Start Task inputs
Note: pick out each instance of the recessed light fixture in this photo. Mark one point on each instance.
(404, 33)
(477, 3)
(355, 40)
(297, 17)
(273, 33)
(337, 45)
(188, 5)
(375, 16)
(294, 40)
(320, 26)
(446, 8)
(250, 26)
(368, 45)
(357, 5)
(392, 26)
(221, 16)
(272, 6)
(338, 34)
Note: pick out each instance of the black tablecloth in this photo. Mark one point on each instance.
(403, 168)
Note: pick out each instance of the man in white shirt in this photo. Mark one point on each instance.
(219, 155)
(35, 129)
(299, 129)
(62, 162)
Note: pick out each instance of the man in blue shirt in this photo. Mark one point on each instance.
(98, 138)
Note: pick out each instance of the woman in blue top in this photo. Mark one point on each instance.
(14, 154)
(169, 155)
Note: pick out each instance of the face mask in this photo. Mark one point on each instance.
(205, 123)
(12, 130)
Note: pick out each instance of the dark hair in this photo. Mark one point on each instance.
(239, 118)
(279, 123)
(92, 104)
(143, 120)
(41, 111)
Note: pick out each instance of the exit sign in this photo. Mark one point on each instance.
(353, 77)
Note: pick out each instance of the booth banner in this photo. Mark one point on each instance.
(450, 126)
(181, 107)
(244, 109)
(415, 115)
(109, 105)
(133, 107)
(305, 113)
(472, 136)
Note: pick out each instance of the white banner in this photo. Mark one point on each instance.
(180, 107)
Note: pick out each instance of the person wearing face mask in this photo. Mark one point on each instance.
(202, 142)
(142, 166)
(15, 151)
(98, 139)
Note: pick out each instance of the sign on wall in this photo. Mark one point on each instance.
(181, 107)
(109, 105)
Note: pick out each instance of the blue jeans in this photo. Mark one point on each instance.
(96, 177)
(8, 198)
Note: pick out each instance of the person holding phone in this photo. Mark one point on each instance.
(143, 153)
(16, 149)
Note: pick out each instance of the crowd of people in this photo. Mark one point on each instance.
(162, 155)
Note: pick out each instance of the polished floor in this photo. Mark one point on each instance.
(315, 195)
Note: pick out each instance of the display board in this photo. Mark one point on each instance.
End Task inputs
- [What you have to do]:
Convert all of the data above into a numbered list with one entry per line, dropping any blank lines.

- [Output for this task]:
1. Note: pick out each instance of the recessed light fixture in this photo. Mark one point on each instance.
2. (404, 33)
3. (477, 3)
4. (355, 40)
5. (297, 17)
6. (273, 33)
7. (337, 45)
8. (188, 5)
9. (375, 16)
10. (294, 40)
11. (320, 26)
12. (446, 8)
13. (250, 26)
14. (368, 45)
15. (357, 5)
16. (392, 26)
17. (221, 16)
18. (272, 6)
19. (338, 34)
20. Note: pick out each instance of the black tablecloth in this photo. Mark one point on each instance.
21. (403, 168)
22. Note: pick out each instance of the man in white shirt in this photo. Mark one point on each instance.
23. (219, 155)
24. (35, 129)
25. (299, 129)
26. (62, 162)
27. Note: pick out each instance of the man in blue shirt in this photo. Mark one point on each instance.
28. (98, 138)
29. Note: pick out each instance of the woman in blue top in this photo. Mark one point on each instance.
30. (14, 154)
31. (169, 155)
32. Note: pick out each instance of the face mask in this photo. Mark one point on each instance.
33. (205, 123)
34. (12, 130)
35. Note: pick out each instance of the dark hair in this photo. Mark one point on each instance.
36. (239, 118)
37. (279, 123)
38. (92, 104)
39. (143, 120)
40. (41, 111)
41. Note: pick out each instance of the exit sign in this photo. Mark one point on each instance.
42. (353, 77)
43. Note: pick out each instance of the booth banner in this photo. Mark one point on each instance.
44. (450, 126)
45. (181, 107)
46. (244, 109)
47. (415, 115)
48. (109, 105)
49. (133, 107)
50. (305, 113)
51. (472, 136)
52. Note: pick out each instance of the white banner in this photo. Mark one point on each instance.
53. (180, 107)
54. Note: pick out each instance of the person wearing face mask in this photo. Mark one point on each instance.
55. (202, 142)
56. (142, 166)
57. (15, 151)
58. (98, 139)
59. Note: pick out each instance of the sign on wall in this photo. Mark one point on each instance.
60. (181, 107)
61. (109, 105)
62. Note: pick out each instance of the blue jeans in this photo. Mark one point on each instance.
63. (96, 177)
64. (8, 198)
65. Note: pick out each instance of the person holding phone in this photo. Mark one point on each instance.
66. (143, 153)
67. (16, 149)
68. Note: pick out each instance of the crowd of people in this photo. Mark one point on each instance.
69. (162, 155)
70. Note: pick out each instance of the polished floor in this photo. Mark one point on each instance.
71. (315, 195)
72. Note: pick out each instance of the display board in this photo. Mark one point on each instance.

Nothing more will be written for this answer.